▶ _Reading passage_:
Saido Berahino was previously considered one of the hottest prospects in English football. However, after a transfer to Tottenham in 2015 never materialized, his career almost ground to a halt. Moving to Stoke for around £12 million did not help Berahino rediscover his form. After Stoke were relegated from the EPL to the EFL Championship and following just three league goals in 51 games for the Potters, he was released in 2019. The now Burundian international left England and was signed by Belgian Pro League side Zulte Waregem.
While Berahino has not rediscovered the form he showcased at West Brom, he appears to be slowly revitalising his career. With 8 goals in all competitions for Zulte, he has already surpassed his total tally at Stoke. He has also contributed three assists so far this season. By no means is Berahino setting the Belgian league on fire, but perhaps there are signs that he is rediscovering some of his early career form.
This tactical analysis, in the form of a scout report will compare his statistics from his last season in England to his first in Belgium to see if he really has turned over a new leaf and is trending in the right direction. Following this, this analysis will look at where Berahino is more effective, either as a centre-forward or out wide.

▶ _Data section_:
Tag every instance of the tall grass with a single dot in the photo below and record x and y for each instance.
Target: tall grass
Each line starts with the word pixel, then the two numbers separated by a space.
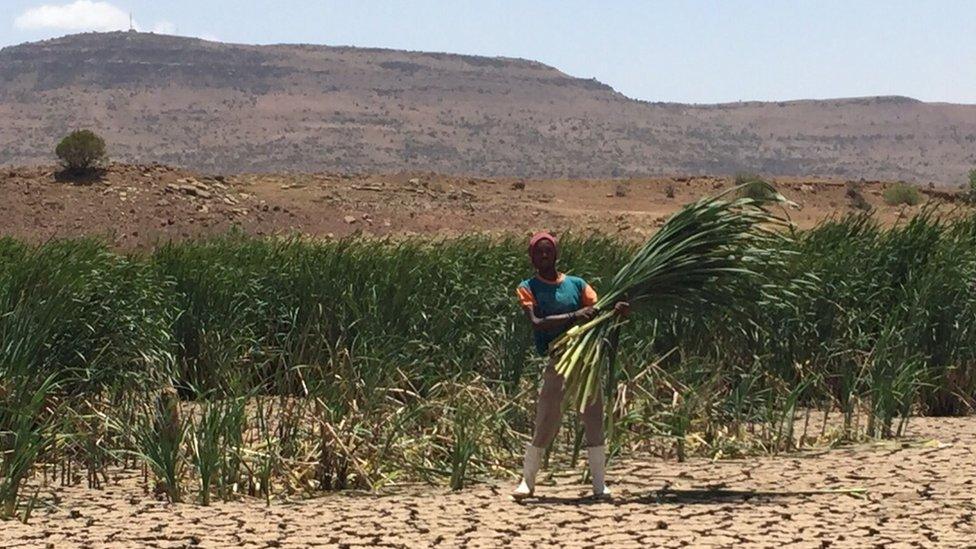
pixel 302 366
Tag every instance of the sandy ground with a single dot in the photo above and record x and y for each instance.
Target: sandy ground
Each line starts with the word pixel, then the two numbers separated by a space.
pixel 138 206
pixel 917 492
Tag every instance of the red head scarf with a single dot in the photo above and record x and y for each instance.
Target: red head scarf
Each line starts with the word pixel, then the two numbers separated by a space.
pixel 539 237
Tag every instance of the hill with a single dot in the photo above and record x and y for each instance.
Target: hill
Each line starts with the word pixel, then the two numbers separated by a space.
pixel 241 108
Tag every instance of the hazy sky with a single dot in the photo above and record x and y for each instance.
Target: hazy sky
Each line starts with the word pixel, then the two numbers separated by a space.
pixel 680 50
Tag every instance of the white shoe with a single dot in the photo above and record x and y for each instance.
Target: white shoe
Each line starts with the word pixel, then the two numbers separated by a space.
pixel 530 466
pixel 597 458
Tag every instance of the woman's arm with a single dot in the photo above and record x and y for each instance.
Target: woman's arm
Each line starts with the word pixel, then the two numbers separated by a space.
pixel 555 321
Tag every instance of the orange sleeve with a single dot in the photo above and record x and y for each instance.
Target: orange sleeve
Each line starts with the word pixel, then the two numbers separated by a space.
pixel 589 296
pixel 526 299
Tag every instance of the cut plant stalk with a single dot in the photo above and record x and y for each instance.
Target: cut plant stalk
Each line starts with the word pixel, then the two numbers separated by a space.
pixel 705 255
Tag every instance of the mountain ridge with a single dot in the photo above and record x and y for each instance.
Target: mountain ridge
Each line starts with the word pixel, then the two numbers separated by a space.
pixel 258 108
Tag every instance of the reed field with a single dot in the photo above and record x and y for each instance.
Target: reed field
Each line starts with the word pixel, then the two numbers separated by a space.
pixel 241 367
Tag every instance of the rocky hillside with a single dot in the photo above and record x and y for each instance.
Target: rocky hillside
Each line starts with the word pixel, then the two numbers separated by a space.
pixel 238 108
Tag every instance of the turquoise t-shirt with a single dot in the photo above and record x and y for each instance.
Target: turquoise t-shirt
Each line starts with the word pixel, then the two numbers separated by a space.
pixel 548 297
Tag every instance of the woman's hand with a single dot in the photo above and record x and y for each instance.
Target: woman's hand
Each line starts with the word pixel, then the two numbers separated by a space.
pixel 586 313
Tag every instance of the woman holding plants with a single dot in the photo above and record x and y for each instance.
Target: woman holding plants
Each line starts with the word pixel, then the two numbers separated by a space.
pixel 554 302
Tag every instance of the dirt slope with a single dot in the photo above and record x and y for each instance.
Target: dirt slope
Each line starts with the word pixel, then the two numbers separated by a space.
pixel 136 206
pixel 917 492
pixel 238 108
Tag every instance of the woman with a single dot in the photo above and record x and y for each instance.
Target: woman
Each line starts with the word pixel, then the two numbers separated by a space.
pixel 554 302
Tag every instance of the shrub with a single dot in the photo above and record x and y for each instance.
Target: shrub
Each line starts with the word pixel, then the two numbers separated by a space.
pixel 754 186
pixel 902 193
pixel 858 201
pixel 81 151
pixel 972 185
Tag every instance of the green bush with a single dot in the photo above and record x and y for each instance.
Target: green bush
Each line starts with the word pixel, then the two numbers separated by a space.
pixel 902 193
pixel 754 186
pixel 81 151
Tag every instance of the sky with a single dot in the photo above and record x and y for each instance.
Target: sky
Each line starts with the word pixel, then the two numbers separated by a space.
pixel 689 51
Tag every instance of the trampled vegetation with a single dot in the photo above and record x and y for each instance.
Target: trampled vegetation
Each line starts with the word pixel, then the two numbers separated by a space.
pixel 238 366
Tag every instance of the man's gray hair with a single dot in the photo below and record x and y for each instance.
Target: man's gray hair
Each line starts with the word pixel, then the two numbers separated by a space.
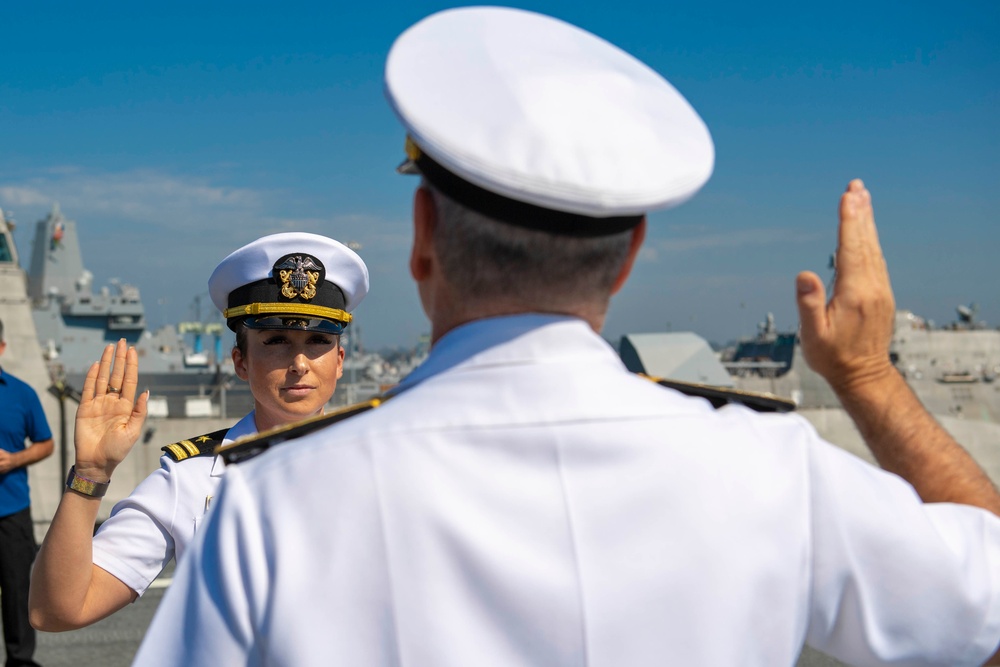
pixel 486 259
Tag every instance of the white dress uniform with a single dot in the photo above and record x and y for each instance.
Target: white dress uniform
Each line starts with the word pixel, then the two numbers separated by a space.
pixel 523 499
pixel 285 281
pixel 157 521
pixel 530 502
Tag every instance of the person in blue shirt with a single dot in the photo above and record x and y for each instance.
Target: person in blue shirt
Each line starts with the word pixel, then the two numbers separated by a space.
pixel 21 420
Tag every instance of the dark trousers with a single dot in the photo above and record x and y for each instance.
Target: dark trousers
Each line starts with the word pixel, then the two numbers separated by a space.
pixel 17 553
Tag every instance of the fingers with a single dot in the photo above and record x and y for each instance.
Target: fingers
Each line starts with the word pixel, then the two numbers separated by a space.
pixel 859 256
pixel 810 295
pixel 118 369
pixel 140 409
pixel 130 373
pixel 90 382
pixel 104 371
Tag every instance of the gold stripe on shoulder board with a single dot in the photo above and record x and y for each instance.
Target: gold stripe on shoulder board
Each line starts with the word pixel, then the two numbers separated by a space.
pixel 719 396
pixel 251 446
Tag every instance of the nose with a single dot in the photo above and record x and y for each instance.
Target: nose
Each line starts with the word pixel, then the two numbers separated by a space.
pixel 300 364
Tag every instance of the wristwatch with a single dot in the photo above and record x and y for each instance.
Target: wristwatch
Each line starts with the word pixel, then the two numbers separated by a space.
pixel 84 486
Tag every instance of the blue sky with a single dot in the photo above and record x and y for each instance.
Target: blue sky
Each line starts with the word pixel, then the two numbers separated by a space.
pixel 174 133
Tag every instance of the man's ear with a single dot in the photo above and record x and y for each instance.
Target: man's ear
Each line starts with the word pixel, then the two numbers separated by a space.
pixel 424 221
pixel 239 364
pixel 638 236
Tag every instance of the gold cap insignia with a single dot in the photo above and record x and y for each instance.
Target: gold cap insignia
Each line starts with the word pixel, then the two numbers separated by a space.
pixel 299 275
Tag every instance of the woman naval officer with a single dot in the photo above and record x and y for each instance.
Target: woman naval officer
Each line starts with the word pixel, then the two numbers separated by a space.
pixel 287 297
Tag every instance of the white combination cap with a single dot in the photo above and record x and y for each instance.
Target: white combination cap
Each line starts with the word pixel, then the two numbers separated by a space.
pixel 508 111
pixel 293 280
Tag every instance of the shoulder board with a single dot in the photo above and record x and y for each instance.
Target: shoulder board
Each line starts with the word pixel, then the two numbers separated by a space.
pixel 720 396
pixel 203 445
pixel 251 446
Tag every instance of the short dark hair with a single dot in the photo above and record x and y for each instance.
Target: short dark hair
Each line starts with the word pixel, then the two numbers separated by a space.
pixel 483 258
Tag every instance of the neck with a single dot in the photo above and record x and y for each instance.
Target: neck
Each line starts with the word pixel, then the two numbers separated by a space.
pixel 457 313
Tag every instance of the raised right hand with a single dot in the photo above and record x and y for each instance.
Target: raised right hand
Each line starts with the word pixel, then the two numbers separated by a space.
pixel 108 422
pixel 846 340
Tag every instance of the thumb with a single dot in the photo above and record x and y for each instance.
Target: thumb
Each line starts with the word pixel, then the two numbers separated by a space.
pixel 810 296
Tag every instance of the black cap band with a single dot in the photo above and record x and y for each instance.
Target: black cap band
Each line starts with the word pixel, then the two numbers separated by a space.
pixel 518 213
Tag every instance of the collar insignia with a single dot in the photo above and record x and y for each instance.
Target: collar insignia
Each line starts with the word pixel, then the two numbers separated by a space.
pixel 299 275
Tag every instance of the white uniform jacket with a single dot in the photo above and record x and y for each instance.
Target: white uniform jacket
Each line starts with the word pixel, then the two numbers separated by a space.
pixel 526 501
pixel 157 521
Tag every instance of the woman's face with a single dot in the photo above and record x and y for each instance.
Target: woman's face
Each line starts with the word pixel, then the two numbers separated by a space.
pixel 292 374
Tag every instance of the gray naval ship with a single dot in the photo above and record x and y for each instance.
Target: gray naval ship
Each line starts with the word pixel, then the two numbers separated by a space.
pixel 953 369
pixel 74 322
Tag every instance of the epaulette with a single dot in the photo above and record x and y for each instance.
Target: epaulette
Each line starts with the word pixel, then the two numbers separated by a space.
pixel 251 446
pixel 720 396
pixel 203 445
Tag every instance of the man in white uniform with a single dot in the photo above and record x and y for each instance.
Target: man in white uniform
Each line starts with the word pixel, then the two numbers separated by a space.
pixel 287 297
pixel 522 499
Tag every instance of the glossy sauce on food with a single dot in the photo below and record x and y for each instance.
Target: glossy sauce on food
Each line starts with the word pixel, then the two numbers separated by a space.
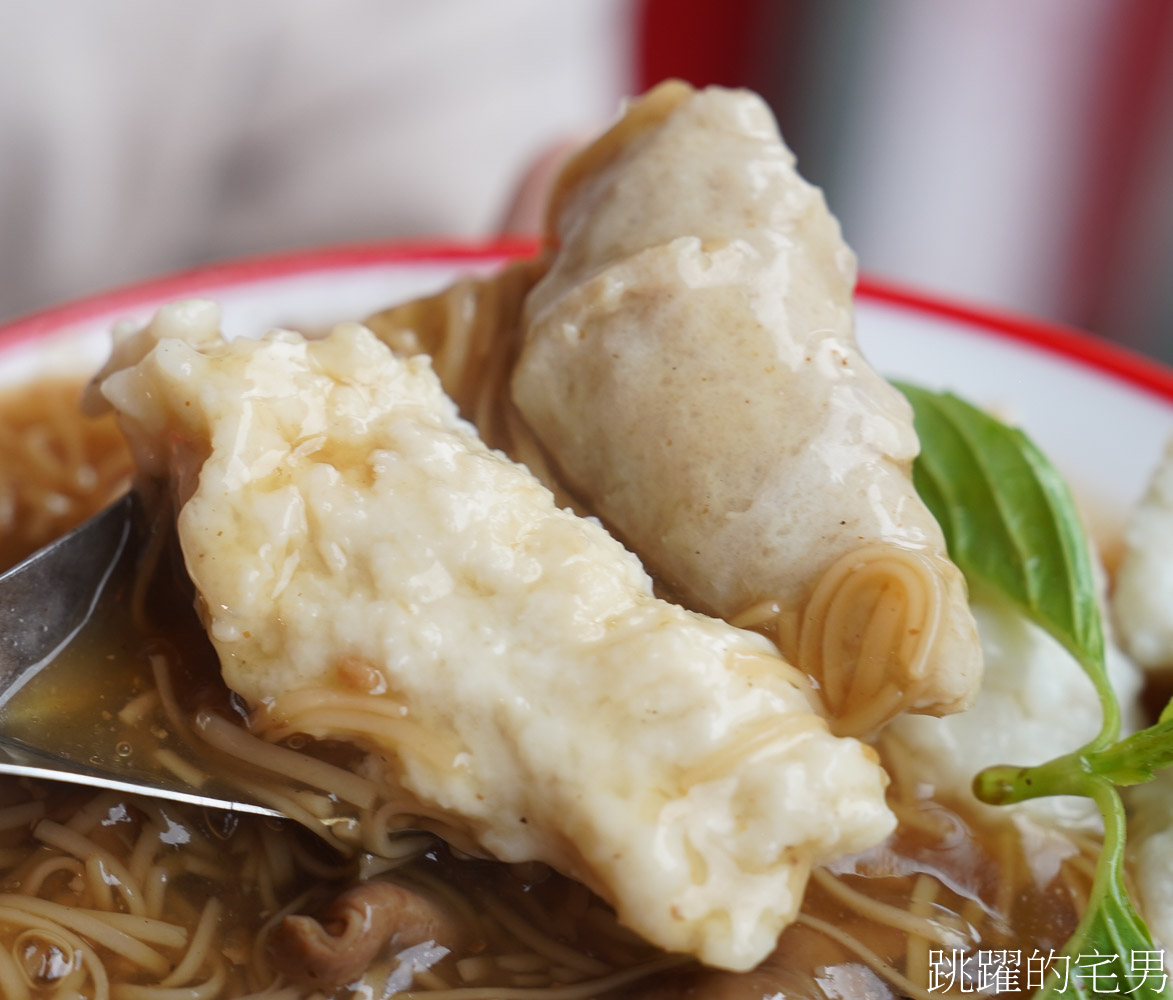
pixel 980 884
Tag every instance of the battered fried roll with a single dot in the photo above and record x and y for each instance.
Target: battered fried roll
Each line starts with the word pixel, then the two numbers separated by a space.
pixel 368 570
pixel 690 362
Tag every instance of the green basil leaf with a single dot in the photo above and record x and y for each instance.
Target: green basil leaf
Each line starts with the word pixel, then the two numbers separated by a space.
pixel 1136 759
pixel 1011 524
pixel 1111 951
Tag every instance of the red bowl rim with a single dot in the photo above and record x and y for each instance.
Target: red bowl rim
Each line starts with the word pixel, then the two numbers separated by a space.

▶ _Short problem_: Please carry on writing the scout report on Saido Berahino, starting after its last sentence. The entries stand apart from the scout report.

▶ _Task response_:
From a statistical perspective, 8 goals in half a season with Zulte is certainly an improvement on the period Berahino spent with Stoke. However, when we look at the expected goals per game, there isn’t a drastic difference between his last season in Stoke and his first in Belgium. His average game xG during the 2018/19 season with Stoke was 0.22, while at Zulte it is 0.24. His overall xG for the Pro League season was 4.22, so his 6 league goals so far mean he has surpassed that expectation.
In comparison, another player who made the move from the Championship to the Pro League was Kemar Roofe, formerly of Leeds and now of Anderlecht. Roofe managed 14 goals for Leeds last season, 11 more than Berahino. This season Roofe is level with Berahino on 6. While Roofe’s 2019/20 season has been blighted by injury, matching his goals tally certainly suggests that the Burundian forward’s move to Belgium has helped.
This may well be helped by an increase in minutes at Zulte compared to Stoke. This season with the Belgian side Berahino is averaging just under 86 minutes per game, while in the previous season at Stoke his average minutes were down at around 66 minutes per game. With these extra 20 minutes per game, you would expect the xG to be higher for Zulte than Stoke. Given that it is only 0.02 higher, on paper it suggests that the Berahino that plays for Zulte is similar to the one at Stoke, despite the increase in goals.
At Zulte, Berahino is more active in matches than he was at Stoke. He averages around 59 total actions per 90 in Belgium, with just under 40 of these successful. This is far higher than his numbers at Stoke, which read at around 42 and 20 respectively. He has doubled his successful actions during his time at Zulte.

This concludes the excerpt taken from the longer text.